▸ What you have to do
Could you return every row below verbatim, leaving the pictures out?

===== Input data =====

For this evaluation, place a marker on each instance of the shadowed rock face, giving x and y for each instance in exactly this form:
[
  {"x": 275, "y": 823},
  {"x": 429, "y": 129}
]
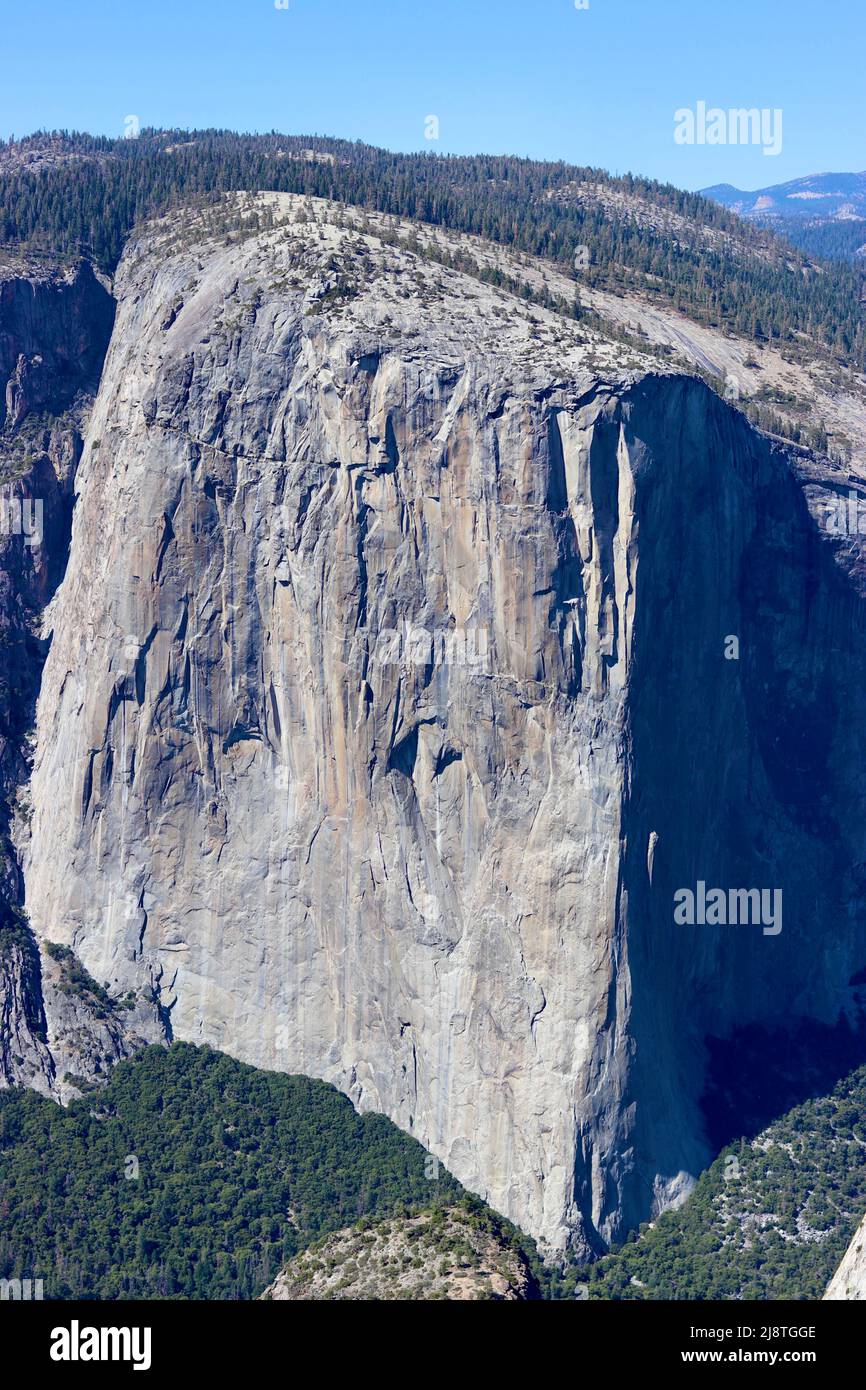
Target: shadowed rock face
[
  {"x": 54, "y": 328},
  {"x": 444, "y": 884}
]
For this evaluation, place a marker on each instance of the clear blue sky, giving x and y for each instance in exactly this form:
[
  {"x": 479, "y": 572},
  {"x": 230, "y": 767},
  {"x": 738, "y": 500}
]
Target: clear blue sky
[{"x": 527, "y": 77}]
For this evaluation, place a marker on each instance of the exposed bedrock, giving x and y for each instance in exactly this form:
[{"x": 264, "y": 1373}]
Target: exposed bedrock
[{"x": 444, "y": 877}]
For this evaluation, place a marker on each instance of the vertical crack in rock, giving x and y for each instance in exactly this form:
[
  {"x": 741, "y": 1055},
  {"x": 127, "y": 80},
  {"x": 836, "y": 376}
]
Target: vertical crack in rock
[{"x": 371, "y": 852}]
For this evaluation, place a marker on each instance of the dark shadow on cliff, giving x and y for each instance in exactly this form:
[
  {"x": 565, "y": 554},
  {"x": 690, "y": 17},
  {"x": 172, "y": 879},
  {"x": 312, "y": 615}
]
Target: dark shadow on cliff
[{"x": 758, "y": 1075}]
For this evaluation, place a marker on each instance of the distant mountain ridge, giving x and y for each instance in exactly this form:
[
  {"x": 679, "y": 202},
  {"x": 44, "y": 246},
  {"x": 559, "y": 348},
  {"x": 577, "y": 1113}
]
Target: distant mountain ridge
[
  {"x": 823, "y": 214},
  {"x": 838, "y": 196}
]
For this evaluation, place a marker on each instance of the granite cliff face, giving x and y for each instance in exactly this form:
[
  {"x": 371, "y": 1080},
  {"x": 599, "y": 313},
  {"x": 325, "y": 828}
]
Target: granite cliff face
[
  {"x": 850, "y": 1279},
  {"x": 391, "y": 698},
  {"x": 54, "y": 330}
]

=====

▸ Right answer
For this evaluation, place a marker on each instance of the shadowed rock face, giving x and y for each instance in exactly this form:
[
  {"x": 275, "y": 823},
  {"x": 429, "y": 129}
]
Target: shadowed rock face
[
  {"x": 54, "y": 328},
  {"x": 444, "y": 884}
]
For this evaluation, place a marker on each instance of the clear blue sky, giving x and y for each instance in exactly this form:
[
  {"x": 479, "y": 572},
  {"x": 230, "y": 767},
  {"x": 738, "y": 500}
]
Target: clear blue sky
[{"x": 527, "y": 77}]
For this evaluation, place a marker on each instance of the exposed bedrock, giving x and y for each instance in exactly this form:
[{"x": 264, "y": 1373}]
Target: exposed bedrock
[{"x": 444, "y": 877}]
For this evaluation, place a marker on each instance of the vertical crack in rock, giving x and y for each instance in exactly this form:
[
  {"x": 741, "y": 1055},
  {"x": 127, "y": 80},
  {"x": 836, "y": 376}
]
Target: vertical crack in rock
[{"x": 371, "y": 852}]
For this evaluation, place a marker on each instance of the dark shadow on cliff, giving x and y for each instance in exactly this form:
[
  {"x": 565, "y": 554},
  {"x": 690, "y": 17},
  {"x": 172, "y": 879},
  {"x": 312, "y": 615}
]
Target: dark shadow on cliff
[{"x": 758, "y": 1075}]
For this evaluation, place a marker on each instance of the distant mountain ridge, giving x and y for each instance in exactly this form:
[
  {"x": 679, "y": 202},
  {"x": 44, "y": 246},
  {"x": 559, "y": 348},
  {"x": 577, "y": 1113}
]
Target: distant mountain ridge
[
  {"x": 823, "y": 214},
  {"x": 838, "y": 196}
]
For this evaluation, place a marker on each instance of the granite cliff face, giving x and y for each instance in exactly this form:
[
  {"x": 371, "y": 1080},
  {"x": 599, "y": 313},
  {"x": 325, "y": 828}
]
Target: granite cliff face
[
  {"x": 850, "y": 1279},
  {"x": 391, "y": 698},
  {"x": 54, "y": 330}
]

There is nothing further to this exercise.